Text section:
++++

I believe that observability is a prerequisite for any major effort to have saner systems, simply because it’s so powerful being able to see the impact of what you’ve done. In the hands of a creative, dedicated team, simply wearing a headlamp can be transformational.
Observability is your five senses for production.
You’re right on the money when you ask if it’s about exploring production, but you could also use words that are even more basic, like “understanding” or “inspecting”. Observability is to software systems as a debugger is to software code. It shines a light on the black box. It allows you to move much faster, with more confidence, and catch bugs much sooner in the lifecycle — before users have even noticed. It rewards you for writing code that is easy to illuminate and understand in production.

++++

Dataset content:
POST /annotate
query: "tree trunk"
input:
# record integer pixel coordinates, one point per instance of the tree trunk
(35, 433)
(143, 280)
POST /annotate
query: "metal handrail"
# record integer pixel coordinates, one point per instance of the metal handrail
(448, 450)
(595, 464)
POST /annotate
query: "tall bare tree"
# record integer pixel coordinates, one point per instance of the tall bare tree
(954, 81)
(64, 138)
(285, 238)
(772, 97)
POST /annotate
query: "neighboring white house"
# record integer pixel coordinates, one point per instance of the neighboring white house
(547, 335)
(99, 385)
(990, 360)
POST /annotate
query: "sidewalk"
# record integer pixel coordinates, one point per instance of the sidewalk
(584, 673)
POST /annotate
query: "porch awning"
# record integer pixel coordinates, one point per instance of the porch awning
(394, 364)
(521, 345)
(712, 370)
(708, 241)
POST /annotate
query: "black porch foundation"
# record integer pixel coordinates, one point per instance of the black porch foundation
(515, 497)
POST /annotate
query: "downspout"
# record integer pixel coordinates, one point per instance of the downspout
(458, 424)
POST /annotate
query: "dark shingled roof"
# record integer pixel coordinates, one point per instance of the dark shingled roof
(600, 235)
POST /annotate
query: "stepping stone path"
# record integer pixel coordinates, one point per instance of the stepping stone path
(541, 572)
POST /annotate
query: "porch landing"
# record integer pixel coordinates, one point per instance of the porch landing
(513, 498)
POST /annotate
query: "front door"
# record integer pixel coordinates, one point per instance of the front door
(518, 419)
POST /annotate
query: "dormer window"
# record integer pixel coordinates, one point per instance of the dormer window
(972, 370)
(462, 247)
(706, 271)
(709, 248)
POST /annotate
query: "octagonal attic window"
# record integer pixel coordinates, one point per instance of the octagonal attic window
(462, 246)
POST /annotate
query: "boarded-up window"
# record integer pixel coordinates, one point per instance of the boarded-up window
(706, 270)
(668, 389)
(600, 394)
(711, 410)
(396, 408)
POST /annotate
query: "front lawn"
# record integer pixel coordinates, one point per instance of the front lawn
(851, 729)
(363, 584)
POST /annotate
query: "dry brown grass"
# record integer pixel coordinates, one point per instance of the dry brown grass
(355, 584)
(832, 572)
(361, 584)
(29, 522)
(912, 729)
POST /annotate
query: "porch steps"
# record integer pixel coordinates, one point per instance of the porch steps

++++

Work to do:
1. In the passage on observability, what does it compare observability to for software systems?
2. Count the lines in the rows that contain the string "bare", treating case as significant. Reply with the number only.

Answers to the exercise:
1. Observability is to software systems as a debugger is to software code.

2. 2